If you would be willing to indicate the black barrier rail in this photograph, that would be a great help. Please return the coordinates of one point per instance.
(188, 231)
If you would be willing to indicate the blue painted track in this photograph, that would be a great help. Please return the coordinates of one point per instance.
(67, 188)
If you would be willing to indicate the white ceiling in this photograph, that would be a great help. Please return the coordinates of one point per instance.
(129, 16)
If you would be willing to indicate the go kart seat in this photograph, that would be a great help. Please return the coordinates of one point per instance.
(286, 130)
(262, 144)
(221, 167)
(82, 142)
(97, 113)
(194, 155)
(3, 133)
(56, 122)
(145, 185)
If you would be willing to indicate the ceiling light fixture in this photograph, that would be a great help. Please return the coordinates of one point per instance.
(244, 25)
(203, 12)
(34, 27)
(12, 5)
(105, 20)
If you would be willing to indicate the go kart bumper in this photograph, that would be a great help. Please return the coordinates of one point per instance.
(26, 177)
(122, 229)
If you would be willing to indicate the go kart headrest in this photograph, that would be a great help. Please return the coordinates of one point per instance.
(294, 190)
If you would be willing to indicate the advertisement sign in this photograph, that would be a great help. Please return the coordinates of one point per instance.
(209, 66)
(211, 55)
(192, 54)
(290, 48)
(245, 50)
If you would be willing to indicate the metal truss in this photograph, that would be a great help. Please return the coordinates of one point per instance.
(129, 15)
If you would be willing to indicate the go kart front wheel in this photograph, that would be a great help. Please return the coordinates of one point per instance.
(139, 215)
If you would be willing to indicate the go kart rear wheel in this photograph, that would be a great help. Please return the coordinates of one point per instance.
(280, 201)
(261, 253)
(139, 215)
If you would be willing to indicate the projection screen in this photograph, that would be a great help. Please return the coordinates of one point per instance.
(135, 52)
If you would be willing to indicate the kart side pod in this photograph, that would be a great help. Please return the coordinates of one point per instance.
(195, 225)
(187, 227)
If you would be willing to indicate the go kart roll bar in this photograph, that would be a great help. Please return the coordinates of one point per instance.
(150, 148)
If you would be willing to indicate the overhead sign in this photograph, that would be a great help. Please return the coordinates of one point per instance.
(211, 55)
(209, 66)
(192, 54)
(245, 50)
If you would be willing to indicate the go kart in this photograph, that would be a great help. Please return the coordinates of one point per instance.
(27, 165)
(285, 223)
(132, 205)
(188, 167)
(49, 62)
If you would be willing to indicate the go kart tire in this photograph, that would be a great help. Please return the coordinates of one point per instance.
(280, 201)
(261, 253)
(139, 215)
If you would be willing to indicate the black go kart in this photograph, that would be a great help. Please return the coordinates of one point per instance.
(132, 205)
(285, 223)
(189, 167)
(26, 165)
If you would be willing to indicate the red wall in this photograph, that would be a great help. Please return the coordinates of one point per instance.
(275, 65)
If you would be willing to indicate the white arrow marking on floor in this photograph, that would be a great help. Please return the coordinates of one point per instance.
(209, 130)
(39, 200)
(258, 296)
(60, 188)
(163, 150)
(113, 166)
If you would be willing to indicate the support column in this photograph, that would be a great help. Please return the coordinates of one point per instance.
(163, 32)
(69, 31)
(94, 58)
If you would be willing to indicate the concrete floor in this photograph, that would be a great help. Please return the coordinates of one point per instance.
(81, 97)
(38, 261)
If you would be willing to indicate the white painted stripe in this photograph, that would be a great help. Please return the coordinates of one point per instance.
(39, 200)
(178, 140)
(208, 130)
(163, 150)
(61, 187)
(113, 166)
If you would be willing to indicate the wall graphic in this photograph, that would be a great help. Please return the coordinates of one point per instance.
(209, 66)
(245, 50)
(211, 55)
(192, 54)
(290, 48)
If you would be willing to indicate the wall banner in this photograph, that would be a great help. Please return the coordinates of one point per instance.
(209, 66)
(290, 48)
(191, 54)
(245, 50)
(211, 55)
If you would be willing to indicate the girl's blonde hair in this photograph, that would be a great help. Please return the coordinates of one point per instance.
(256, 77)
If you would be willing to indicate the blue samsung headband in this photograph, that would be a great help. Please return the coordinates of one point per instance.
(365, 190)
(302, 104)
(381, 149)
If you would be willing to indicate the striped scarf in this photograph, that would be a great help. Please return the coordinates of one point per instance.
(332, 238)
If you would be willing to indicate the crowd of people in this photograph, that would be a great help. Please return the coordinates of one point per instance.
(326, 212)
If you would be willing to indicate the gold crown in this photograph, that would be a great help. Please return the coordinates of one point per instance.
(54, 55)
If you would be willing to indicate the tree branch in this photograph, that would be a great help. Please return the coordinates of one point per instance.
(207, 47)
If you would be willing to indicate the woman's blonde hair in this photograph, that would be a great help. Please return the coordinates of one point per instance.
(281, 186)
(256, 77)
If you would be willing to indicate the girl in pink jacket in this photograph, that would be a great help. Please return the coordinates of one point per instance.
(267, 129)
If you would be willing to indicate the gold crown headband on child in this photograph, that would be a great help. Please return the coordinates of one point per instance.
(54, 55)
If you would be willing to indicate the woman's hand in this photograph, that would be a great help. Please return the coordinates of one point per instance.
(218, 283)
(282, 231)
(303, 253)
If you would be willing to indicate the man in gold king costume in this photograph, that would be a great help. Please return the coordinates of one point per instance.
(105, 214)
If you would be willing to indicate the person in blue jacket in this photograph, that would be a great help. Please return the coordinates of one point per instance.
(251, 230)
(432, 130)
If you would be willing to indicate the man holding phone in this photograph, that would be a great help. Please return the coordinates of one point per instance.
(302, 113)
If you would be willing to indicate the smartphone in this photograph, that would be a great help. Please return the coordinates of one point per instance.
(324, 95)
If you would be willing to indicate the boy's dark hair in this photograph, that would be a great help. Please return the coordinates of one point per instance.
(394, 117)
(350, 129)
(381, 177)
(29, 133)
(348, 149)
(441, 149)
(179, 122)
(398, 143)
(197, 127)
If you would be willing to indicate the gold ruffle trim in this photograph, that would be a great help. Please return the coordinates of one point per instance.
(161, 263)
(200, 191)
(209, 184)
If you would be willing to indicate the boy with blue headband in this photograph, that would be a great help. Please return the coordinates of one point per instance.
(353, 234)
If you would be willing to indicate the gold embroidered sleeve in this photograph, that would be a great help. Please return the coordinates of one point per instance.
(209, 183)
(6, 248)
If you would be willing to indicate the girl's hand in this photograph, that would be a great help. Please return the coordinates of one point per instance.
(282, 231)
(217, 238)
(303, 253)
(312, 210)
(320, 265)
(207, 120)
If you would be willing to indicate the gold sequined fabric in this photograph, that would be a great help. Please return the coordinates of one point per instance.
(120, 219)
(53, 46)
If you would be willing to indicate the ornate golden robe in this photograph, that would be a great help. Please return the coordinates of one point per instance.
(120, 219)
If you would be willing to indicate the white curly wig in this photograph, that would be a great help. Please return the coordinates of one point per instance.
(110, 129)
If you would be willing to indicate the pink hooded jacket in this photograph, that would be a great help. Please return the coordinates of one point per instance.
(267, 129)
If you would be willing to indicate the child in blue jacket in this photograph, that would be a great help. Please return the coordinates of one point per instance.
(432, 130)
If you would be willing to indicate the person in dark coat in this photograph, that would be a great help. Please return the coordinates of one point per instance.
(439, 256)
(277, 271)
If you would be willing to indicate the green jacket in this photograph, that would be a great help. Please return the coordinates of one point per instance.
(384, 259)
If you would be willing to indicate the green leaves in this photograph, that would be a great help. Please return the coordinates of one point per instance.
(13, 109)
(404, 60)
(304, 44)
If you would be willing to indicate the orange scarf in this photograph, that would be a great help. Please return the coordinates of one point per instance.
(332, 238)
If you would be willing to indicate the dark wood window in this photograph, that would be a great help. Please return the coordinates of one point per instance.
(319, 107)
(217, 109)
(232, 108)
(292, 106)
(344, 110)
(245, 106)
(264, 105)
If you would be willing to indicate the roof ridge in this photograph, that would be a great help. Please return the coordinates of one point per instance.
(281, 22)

## To do
Retype the records above in full, exactly as they appear.

## Exercise solution
If you would be willing to indicate the black barrier rail in this photograph, that would be a great help. Please return the coordinates of one point per instance.
(188, 231)
If you would be willing to indicate the blue painted track in this photograph, that would be a great help. Please return the coordinates of one point per instance.
(67, 188)
If you would be willing to indicate the white ceiling in this photograph, that would be a great help. Please return the coordinates of one point per instance.
(129, 16)
If you would be willing to indicate the go kart seat in this photograph, that would be a great help. Please return the coordinates of one point per instance.
(286, 130)
(262, 144)
(221, 167)
(82, 142)
(97, 113)
(194, 155)
(3, 133)
(56, 122)
(145, 185)
If you would be willing to indicate the ceiling light fixture in this photograph, that would be a great help. Please return the coordinates of one point per instance.
(244, 25)
(203, 12)
(34, 27)
(12, 5)
(105, 20)
If you would be willing to indicate the go kart bumper in this photograph, that would be a great help. Please return the coordinates of one point per instance.
(26, 177)
(122, 229)
If you would be willing to indicate the go kart headrest in this photograph, that would be a great help. Please return the coordinates of one point per instance.
(294, 190)
If you would be willing to indicate the advertisement sign in this photograph, that would be a great help. Please return the coordinates of one point per instance.
(209, 66)
(211, 55)
(192, 54)
(290, 48)
(245, 50)
If you would be willing to indicate the metal truss in this photograph, that would be a great help. Please return the coordinates of one point per instance.
(129, 15)
If you would be willing to indicate the go kart front wheel in this photograph, that would be a great help. Please return the coordinates of one point per instance.
(139, 215)
If you would be willing to indicate the go kart rear wheel in this photograph, that would be a great help. Please return the coordinates of one point per instance.
(280, 201)
(261, 253)
(139, 215)
If you would be willing to indicate the projection screen in this photograph, that would be a great help. Please return the coordinates of one point per instance.
(135, 52)
If you would be willing to indicate the kart side pod in this photograph, that would be a great help. Please return the coordinates of one point per instance.
(195, 225)
(187, 227)
If you would be willing to indicate the go kart roll bar in this photograph, that would be a great help. Please return the coordinates of one point per instance.
(150, 148)
If you would be willing to indicate the overhead sign in this photograph, that would be a great help. Please return the coordinates of one point per instance.
(211, 55)
(209, 66)
(192, 54)
(245, 50)
If you would be willing to indicate the go kart in this photograph, that would be a great help. Please return the coordinates of one point per instance.
(27, 165)
(285, 223)
(132, 205)
(188, 167)
(49, 62)
If you would be willing to indicate the go kart tire in this photograph, that would be a great help. Please return the coordinates of one point per instance.
(280, 201)
(261, 253)
(139, 215)
If you would be willing to indicate the black go kart in this photograph, that would be a great help. Please return the coordinates of one point per instance.
(132, 205)
(285, 223)
(189, 167)
(26, 165)
If you would be willing to indicate the red wall in this photograph, that would be a great help. Please return the coordinates of one point per instance.
(275, 65)
If you would be willing to indicate the white arrow marking on floor in this photograph, that would be a great help. Please return the coordinates of one point per instance.
(209, 130)
(39, 200)
(258, 296)
(60, 188)
(163, 150)
(113, 166)
If you would be willing to indicate the support column in this photograph, that would be a great help. Please return the coordinates of one point per instance.
(163, 32)
(69, 31)
(94, 58)
If you would be willing to indicate the concrete floor in this photograph, that would be a great help. Please return the coordinates of one point per instance.
(81, 97)
(38, 261)
If you would be willing to indicate the white painted stripe in this photograph, that would be a great help. Please return the coordinates of one point per instance.
(39, 200)
(178, 140)
(208, 130)
(163, 150)
(61, 187)
(113, 166)
If you would be willing to indicate the wall graphic in this photograph, that would be a great help. Please return the coordinates of one point per instance.
(209, 66)
(245, 50)
(211, 55)
(192, 54)
(290, 48)
If you would be willing to indicate the wall banner in this photograph, that would be a great help. Please return the coordinates of one point per instance.
(209, 66)
(290, 48)
(191, 54)
(245, 50)
(211, 55)
If you would be willing to indicate the girl's blonde hair in this photograph, that would be a great help. Please return the coordinates of one point per instance.
(256, 77)
If you would be willing to indicate the blue samsung headband in this photograph, that would be a great help. Please return the coordinates of one point per instance.
(365, 190)
(302, 104)
(381, 149)
If you would be willing to indicate the striped scarf in this photograph, that would be a great help. Please return the coordinates of one point per instance.
(332, 238)
If you would be willing to indicate the crowd of people in this photograph, that would be a great help. Please return the coordinates of one point per instance.
(326, 212)
If you would be willing to indicate the gold crown in this photograph, that would be a great help. Please return the coordinates of one point per instance.
(54, 55)
If you would be willing to indicate the tree branch in this photograph, that would be a great help. Please return the coordinates of one point per instance.
(207, 47)
If you would be willing to indicate the woman's blonde hair in this photograph, that would be a great help. Please return the coordinates of one point per instance.
(281, 186)
(256, 77)
If you would be willing to indicate the girl in pink jacket in this photograph, that would be a great help. Please return the coordinates of one point per instance.
(267, 129)
If you would be willing to indicate the gold crown headband on child in this photograph, that would be a great help. Please return the coordinates of one point per instance.
(54, 55)
If you would be willing to indicate the woman's hand in this photograph, that would be a great help. Please return the coordinates of one point per instance.
(218, 283)
(282, 231)
(303, 253)
If you would be willing to indicate the man in gold king costume in this photograph, that would be a great help. Please return the coordinates of one point per instance.
(105, 214)
If you would be willing to indicate the person in blue jacket in this photograph, that would be a great help. Please return the coordinates of one point per instance.
(251, 230)
(432, 130)
If you would be willing to indicate the man holding phone in this photograph, that would be a great help. Please return the coordinates of one point per instance.
(302, 113)
If you would be willing to indicate the smartphone in this photograph, that would be a great help. Please return the coordinates of one point per instance.
(324, 95)
If you would be willing to indicate the boy's dark hair in this photograph, that would be a great help. Please return the coordinates of one point per instance.
(394, 117)
(350, 129)
(381, 177)
(29, 133)
(348, 149)
(441, 149)
(179, 122)
(398, 143)
(197, 127)
If you would be willing to indicate the gold ruffle trim in this photograph, that would be a great help. Please return the coordinates of one point per instance.
(161, 263)
(200, 191)
(209, 184)
If you would be willing to indicate the boy with blue headband in this photograph, that would be a great help. Please return the coordinates of one point per instance.
(353, 234)
If you would be willing to indicate the gold embroidered sleeve in this photograph, that would be a great help. Please return the coordinates of one point per instance.
(209, 183)
(6, 248)
If you would be willing to indicate the girl's hand in this photograph, that would be a great help. Please return the coordinates of one point per instance.
(282, 231)
(217, 238)
(303, 253)
(312, 210)
(320, 265)
(207, 120)
If you would be willing to indicate the gold sequined fabric in this photograph, that would be a great help. Please return the coordinates of one point per instance.
(120, 219)
(53, 46)
If you would be willing to indicate the ornate golden robe in this photograph, that would be a great help. Please return the coordinates of one point per instance.
(120, 219)
If you would be willing to indicate the white curly wig in this photograph, that would be a great help. Please return the coordinates of one point per instance.
(110, 129)
If you would be willing to indicate the pink hooded jacket in this photograph, that would be a great help. Please return the coordinates of one point per instance.
(267, 129)
If you would be willing to indicate the child in blue jacket in this photograph, that would be a great help. Please return the coordinates of one point per instance.
(432, 130)
If you would be willing to indicate the person in dark coat in this photograph, that would be a great help. Please return the coordinates of one point per instance.
(439, 256)
(277, 271)
If you would be willing to indicate the green jacket in this photograph, that would be a great help. Please return the coordinates of one point per instance.
(384, 259)
If you would be willing to indicate the green leaves in this photograph, that would be a great help. Please return the coordinates of one point per instance.
(13, 109)
(404, 60)
(304, 44)
If you would be willing to indicate the orange scarf in this photograph, that would be a great help. Please return the coordinates of one point per instance.
(332, 238)
If you would be willing to indicate the dark wood window in this photograph, that would be a great help. Please return the coordinates of one point per instance.
(319, 107)
(217, 109)
(232, 108)
(292, 106)
(344, 110)
(245, 106)
(264, 105)
If you would be willing to indicate the roof ridge in this photograph, that would be a great help. Please return the coordinates of one point per instance.
(281, 22)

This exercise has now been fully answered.